* **ФОРМУЛИРОВКА ЗАДАНИЯ**
Перепишите материал ниже, подставив «door» вместо «window» везде, где оно встречается, и больше ничего не меняя.

* **ИСХОДНЫЕ ДАННЫЕ**

◆ ◆ ◆ ◆

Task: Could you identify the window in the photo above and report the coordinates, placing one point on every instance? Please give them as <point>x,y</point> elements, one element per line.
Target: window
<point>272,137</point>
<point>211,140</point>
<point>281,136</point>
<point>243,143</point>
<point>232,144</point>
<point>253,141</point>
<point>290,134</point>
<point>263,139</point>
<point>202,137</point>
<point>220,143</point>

◆ ◆ ◆ ◆

* **ПРАВИЛЬНЫЙ РЕЗУЛЬТАТ**
Task: Could you identify the door in the photo above and report the coordinates, placing one point on every instance? Please give them as <point>x,y</point> elements, one element per line.
Target: door
<point>272,137</point>
<point>211,140</point>
<point>281,136</point>
<point>243,143</point>
<point>232,144</point>
<point>253,141</point>
<point>290,134</point>
<point>263,139</point>
<point>202,137</point>
<point>220,143</point>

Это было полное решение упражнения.